→ **What to produce**: Rewrite all of the data below line by line, shifting each answer coordinate by adding 34 to every number in it. Leave all other lines unchanged.

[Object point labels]
[Begin]

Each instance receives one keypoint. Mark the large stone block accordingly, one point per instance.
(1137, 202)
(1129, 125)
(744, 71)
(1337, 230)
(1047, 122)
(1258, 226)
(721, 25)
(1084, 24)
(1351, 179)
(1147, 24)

[End]

→ **Solved exercise**:
Each instance receives one keypoint. Mark the large stone block accordingly, one point per instance.
(1171, 236)
(1163, 159)
(778, 105)
(1371, 264)
(1081, 156)
(1292, 260)
(755, 59)
(1118, 58)
(1385, 213)
(1181, 58)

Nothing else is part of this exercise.